| TASK TO COMPLETE |
Apart from the pictures, every entry below must be given again exactly.

| DATA SHOWN |
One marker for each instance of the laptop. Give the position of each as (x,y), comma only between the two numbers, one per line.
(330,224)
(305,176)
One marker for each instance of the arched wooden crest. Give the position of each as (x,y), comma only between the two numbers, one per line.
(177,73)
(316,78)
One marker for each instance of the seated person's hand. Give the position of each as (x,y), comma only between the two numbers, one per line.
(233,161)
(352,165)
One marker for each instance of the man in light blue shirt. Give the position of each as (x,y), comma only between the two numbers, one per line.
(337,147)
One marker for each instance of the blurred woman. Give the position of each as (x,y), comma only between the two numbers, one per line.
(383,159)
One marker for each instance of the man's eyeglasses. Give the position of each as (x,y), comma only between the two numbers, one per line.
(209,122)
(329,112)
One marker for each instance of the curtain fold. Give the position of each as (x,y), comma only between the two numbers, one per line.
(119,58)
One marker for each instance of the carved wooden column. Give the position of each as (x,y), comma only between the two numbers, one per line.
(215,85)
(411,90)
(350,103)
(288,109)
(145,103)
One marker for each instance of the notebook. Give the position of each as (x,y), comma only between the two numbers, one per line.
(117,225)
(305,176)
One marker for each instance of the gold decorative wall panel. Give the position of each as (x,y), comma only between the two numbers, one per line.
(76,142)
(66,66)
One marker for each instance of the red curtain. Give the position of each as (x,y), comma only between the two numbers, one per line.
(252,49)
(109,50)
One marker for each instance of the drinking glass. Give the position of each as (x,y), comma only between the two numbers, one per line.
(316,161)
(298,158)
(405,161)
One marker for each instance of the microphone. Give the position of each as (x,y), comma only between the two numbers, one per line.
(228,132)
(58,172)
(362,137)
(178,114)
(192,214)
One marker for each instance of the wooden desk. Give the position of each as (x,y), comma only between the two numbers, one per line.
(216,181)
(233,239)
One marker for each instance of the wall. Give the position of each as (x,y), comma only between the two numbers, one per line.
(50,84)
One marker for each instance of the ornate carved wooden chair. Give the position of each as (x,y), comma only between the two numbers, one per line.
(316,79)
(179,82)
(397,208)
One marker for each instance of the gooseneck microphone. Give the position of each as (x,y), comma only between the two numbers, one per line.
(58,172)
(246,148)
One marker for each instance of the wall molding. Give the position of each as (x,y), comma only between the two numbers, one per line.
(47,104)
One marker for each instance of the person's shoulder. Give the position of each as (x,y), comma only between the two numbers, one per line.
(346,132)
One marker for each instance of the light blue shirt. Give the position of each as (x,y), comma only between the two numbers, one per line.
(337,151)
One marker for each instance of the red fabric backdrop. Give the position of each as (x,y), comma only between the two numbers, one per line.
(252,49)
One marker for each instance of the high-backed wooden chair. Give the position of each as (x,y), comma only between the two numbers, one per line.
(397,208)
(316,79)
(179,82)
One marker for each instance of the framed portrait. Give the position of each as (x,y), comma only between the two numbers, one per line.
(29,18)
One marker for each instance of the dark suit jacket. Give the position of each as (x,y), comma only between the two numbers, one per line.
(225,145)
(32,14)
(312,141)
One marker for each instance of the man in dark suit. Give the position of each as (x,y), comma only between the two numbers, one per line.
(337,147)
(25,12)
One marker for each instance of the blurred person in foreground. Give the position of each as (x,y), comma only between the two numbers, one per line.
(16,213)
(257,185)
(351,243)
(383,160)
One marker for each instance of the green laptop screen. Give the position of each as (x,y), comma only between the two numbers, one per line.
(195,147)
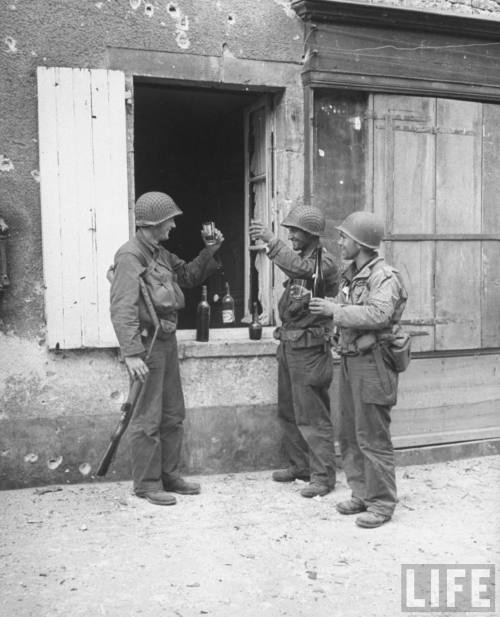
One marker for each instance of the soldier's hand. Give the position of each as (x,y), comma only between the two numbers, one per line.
(137,367)
(321,306)
(258,231)
(213,247)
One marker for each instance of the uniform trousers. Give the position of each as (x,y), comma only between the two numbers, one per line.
(365,399)
(156,430)
(304,376)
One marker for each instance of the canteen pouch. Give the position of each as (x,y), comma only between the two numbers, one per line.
(399,349)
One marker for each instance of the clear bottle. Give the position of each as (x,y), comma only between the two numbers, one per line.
(203,317)
(255,328)
(318,290)
(227,307)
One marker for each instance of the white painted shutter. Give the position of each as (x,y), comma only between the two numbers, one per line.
(83,183)
(259,198)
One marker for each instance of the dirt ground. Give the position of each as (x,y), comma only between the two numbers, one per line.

| ANSWER TO THIS EXERCISE |
One marker for each instance of the laptop. Give the position of each as (x,y), comma only between the two numbers, one per line.
(330,224)
(305,176)
One marker for each instance of the arched wooden crest. Give the position of each as (x,y), comma only between the two numbers, one per line.
(177,73)
(316,78)
One marker for each instance of the seated person's hand. Give the position of each as (x,y), comma only between the two numbers, one per line.
(233,161)
(352,165)
One marker for each instance of the man in light blue shirt. Give the position of each as (x,y), comma only between the two numbers, one per line.
(337,147)
One marker for each instance of the blurred woman. Give the position of each as (x,y), comma only between the two numbers, one per line.
(383,159)
One marker for each instance of the man's eyeglasses. Give the position of each as (x,y), comma only between the two numbers, one per line.
(209,122)
(329,112)
One marker for each instance of the curtain fold. Give the position of each as (x,y), comma only between the two numbers, one per line.
(119,58)
One marker for each instance of the carved wooden column. Give the position of each as (x,y), comma only between the two numbers, one per line.
(215,85)
(411,90)
(350,103)
(288,109)
(145,103)
One marker for each instance of the notebook. Give the position of each as (x,y), comma only between the two numbers, one per line.
(117,225)
(305,176)
One marker for each instance of the gold decorative wall panel. Give the position of each as (x,y), comma only between the two numbers, one per line.
(76,142)
(66,66)
One marker for each instance of the red curtain. Give the position of each as (x,y), comma only between the two numbers, one per line.
(252,49)
(109,50)
One marker for each instance of the drinking glass. Give the position of each as (x,y), comma only between the two numbers, one per line.
(316,161)
(298,158)
(405,161)
One marker for each instance of the microphone. Give the position of each as (x,y), comma only between the two numbers, one per line.
(228,132)
(58,172)
(362,137)
(178,114)
(192,214)
One marker for each instance of the wooden desk. Give the position of each as (x,y), comma only between the two numbers, one per line.
(216,181)
(233,239)
One marker for each instance of the wall. Give the position of each as (x,y), comma only between the two numbers, one per line.
(50,84)
One marker for each instance of the ornate carved wooden chair. Give the position of each as (x,y), comma only between the two numbers, one per line.
(316,79)
(179,82)
(397,208)
One marker for each instance of the gooseneck microphone. Give the position of each as (x,y), comma only between the two numbers, one per line.
(58,172)
(246,148)
One marker for each instance of the wall molding. Give the position of each as (x,y), comma only between the two numbers, one per line.
(47,104)
One marker for each instance of the person's shoulder. Give the position of each as (x,y), comma only between the two numbers, one per line.
(346,132)
One marker for each instance of the light blue shirt. Give the position of each as (x,y), comma only between the two numbers, one per line.
(337,151)
One marker for each instance of the red fabric backdrop. Give the position of each as (x,y), comma only between the two numbers, one per line.
(252,49)
One marker for each instance of the high-backed wooden chair. Give the position of each as (x,y), comma only between the two numbers, one per line.
(397,208)
(316,79)
(179,82)
One marker for each instance of the framed portrait. Give the position of each as (x,y), comma only between the two numbers, one per line.
(29,18)
One marker for each instance of the dark suit jacket. Give the position of each as (x,y), comma only between the two numbers, one per line.
(225,145)
(32,14)
(312,141)
One marker for each instance of the man in dark suit. Give the position of each as (x,y), comma only between the two numbers, one per line.
(337,147)
(25,12)
One marker for each instance of the blurred person in foreground. Give the position of each as (x,y), comma only between the two numbers, one per line.
(16,213)
(257,185)
(351,243)
(383,160)
One marker for each instance of the green laptop screen. Give the position of each as (x,y), comma only between the two numbers, one per line.
(195,147)
One marker for each instance of the soldier's hand. Give the position of each as (x,y), comma only between the two numbers, one per line.
(137,367)
(321,306)
(258,231)
(213,247)
One marker for each instance of the uniform trousers. Give the position of each as (x,y), comma only between the two numbers, one per line.
(365,399)
(156,430)
(304,376)
One marker for each instance of the canteen pouch. Give the position of each as (x,y), comma only between the two numbers, one per line.
(399,349)
One marker for each instance of the clear bottle. Give the position of each as (x,y), comma only between the two numbers, one per line.
(203,317)
(255,328)
(318,290)
(227,307)
One marker for each instance of the white painted shutter. Give the position of each as (x,y), comma only between the two numbers, one per line.
(83,183)
(259,198)
One marker for each instance of the dirt ground. Give the position of each as (x,y), comma only between the two numbers, one per line.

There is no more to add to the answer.